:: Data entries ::
## start

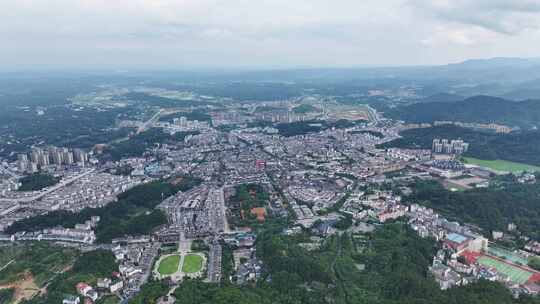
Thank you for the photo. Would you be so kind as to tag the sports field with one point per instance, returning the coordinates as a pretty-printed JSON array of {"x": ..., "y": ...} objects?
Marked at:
[
  {"x": 507, "y": 255},
  {"x": 501, "y": 165},
  {"x": 515, "y": 274},
  {"x": 192, "y": 263},
  {"x": 169, "y": 265}
]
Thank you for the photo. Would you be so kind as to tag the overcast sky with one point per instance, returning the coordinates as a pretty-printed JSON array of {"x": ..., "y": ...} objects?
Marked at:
[{"x": 265, "y": 33}]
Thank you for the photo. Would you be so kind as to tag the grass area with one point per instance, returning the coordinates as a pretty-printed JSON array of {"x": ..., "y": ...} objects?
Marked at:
[
  {"x": 192, "y": 263},
  {"x": 501, "y": 165},
  {"x": 37, "y": 182},
  {"x": 169, "y": 265},
  {"x": 515, "y": 274}
]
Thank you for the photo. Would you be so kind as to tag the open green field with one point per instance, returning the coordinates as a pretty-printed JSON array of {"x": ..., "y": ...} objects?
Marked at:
[
  {"x": 501, "y": 165},
  {"x": 169, "y": 265},
  {"x": 515, "y": 274},
  {"x": 192, "y": 263}
]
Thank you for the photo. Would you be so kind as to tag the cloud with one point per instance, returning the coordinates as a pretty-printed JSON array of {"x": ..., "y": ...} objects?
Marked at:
[
  {"x": 509, "y": 17},
  {"x": 264, "y": 32}
]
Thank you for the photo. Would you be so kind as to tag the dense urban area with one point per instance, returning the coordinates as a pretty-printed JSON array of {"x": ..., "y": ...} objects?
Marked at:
[{"x": 265, "y": 192}]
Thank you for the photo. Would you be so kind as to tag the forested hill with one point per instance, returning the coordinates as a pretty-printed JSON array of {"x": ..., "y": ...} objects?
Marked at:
[
  {"x": 479, "y": 109},
  {"x": 522, "y": 147}
]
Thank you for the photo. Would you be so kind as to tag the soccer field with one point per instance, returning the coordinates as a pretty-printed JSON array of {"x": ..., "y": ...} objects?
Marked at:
[
  {"x": 501, "y": 165},
  {"x": 516, "y": 274},
  {"x": 169, "y": 265},
  {"x": 192, "y": 263}
]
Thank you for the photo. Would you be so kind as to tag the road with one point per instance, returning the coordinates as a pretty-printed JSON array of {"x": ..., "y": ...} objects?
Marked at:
[{"x": 214, "y": 262}]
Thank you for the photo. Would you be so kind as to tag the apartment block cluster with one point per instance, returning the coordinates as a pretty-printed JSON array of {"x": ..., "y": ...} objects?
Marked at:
[
  {"x": 82, "y": 233},
  {"x": 445, "y": 146},
  {"x": 39, "y": 158},
  {"x": 182, "y": 124}
]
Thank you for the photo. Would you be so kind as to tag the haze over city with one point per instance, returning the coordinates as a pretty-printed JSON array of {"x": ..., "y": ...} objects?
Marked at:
[
  {"x": 244, "y": 33},
  {"x": 269, "y": 152}
]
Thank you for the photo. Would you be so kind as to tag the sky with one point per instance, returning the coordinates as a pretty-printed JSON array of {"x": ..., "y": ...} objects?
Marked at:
[{"x": 265, "y": 33}]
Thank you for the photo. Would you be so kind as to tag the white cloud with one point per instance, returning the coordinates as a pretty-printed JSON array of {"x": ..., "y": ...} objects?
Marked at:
[{"x": 262, "y": 32}]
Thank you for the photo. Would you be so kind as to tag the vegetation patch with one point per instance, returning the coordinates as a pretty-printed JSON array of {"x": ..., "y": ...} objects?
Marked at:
[
  {"x": 169, "y": 265},
  {"x": 501, "y": 165},
  {"x": 193, "y": 263}
]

## end

:: Stated exercise ::
Edit all the lines above so that "Marked at" becomes "Located at" wherever it occurs, changing nothing else. Leave the pictures out of your answer.

:: Problem solution ::
Thank you for the photo. Would you be so kind as to tag the sports field with one point per instance, returning the coordinates as a pretty-printed JSON array of {"x": ..., "y": ...} objects?
Located at:
[
  {"x": 507, "y": 255},
  {"x": 501, "y": 165},
  {"x": 515, "y": 274},
  {"x": 192, "y": 263},
  {"x": 169, "y": 265}
]
Thank you for the photo. Would you be so kind as to tag the overcast sky with one point per instance, returning the coordinates as a pretty-printed JSON array of {"x": ..., "y": ...} objects?
Located at:
[{"x": 265, "y": 33}]
Thank you for the photo. Would you be so kind as to tag the grass area with one point per instance, returning the coordinates as a pretty-printed JSON array of {"x": ..., "y": ...} objects?
Located at:
[
  {"x": 192, "y": 263},
  {"x": 501, "y": 165},
  {"x": 37, "y": 182},
  {"x": 169, "y": 265},
  {"x": 515, "y": 274}
]
Thank you for the photo. Would you be so kind as to tag the open green field with one point per instance, returning the coordinates as a pretty-printed JSON array of {"x": ..., "y": ...} objects?
Located at:
[
  {"x": 501, "y": 165},
  {"x": 169, "y": 265},
  {"x": 515, "y": 274},
  {"x": 192, "y": 263}
]
Thank you for the photo. Would you be so kind as to tag the cloud with one point per instance, returning the coordinates as a pretty-printed JSON array of {"x": ..., "y": ...} objects?
Located at:
[
  {"x": 509, "y": 17},
  {"x": 264, "y": 32}
]
Thank you for the photo. Would you be so kind as to tag the dense urban area with one point per instance, returning the coordinates as a pretty-printed JSON array of {"x": ..., "y": ...} objects?
Located at:
[{"x": 265, "y": 192}]
Thank you for the photo. Would you be so kind as to tag the forested hill with one point per instance, returning the coordinates as a pretty-printed JSON array of {"x": ..., "y": ...} objects?
Located at:
[
  {"x": 479, "y": 109},
  {"x": 522, "y": 147}
]
Thank you for the photo. Would you be so kind as to tag the soccer field with one point per instance, returning the coordinates as a pretty-printed JSON array of {"x": ..., "y": ...} objects?
Located at:
[
  {"x": 501, "y": 165},
  {"x": 516, "y": 274},
  {"x": 169, "y": 265},
  {"x": 192, "y": 263}
]
Thank you for the photo. Would you be so kind as to tag the road with one point per instance, returning the coordinates as a pretty-printed JSON array of {"x": ..., "y": ...} objects?
Located at:
[{"x": 214, "y": 262}]
Thank you for the photo. Would you be so kind as to tag the apartment block cluster with one point per instance, returning the coordinates as a pretty-printed JSON array of {"x": ..., "y": ...} objects?
Located at:
[
  {"x": 82, "y": 233},
  {"x": 445, "y": 146},
  {"x": 39, "y": 158},
  {"x": 182, "y": 124}
]
Thank you for the photo. Would you be so kind as to tag the haze over city with one point per instance, returning the coordinates as a pretty-printed JSON array of {"x": ..., "y": ...} objects?
Located at:
[
  {"x": 244, "y": 33},
  {"x": 269, "y": 152}
]
Thank you for the photo. Would you be so kind as to tag the sky with one point per instance, returning the coordinates as a pretty-printed JSON array of {"x": ..., "y": ...} objects?
Located at:
[{"x": 265, "y": 33}]
Thank you for the photo. Would you be so kind as to tag the white cloud with one point per instance, returning the coordinates as a pretty-printed JSON array of {"x": ..., "y": ...} objects?
Located at:
[{"x": 262, "y": 32}]
Thank you for the photo. Would you be so kind as to tag the vegetation patch with one point per instance, returning the coordinates as a pretty-printed JSON array of {"x": ..., "y": ...} objects?
Located at:
[
  {"x": 169, "y": 265},
  {"x": 501, "y": 165},
  {"x": 193, "y": 263}
]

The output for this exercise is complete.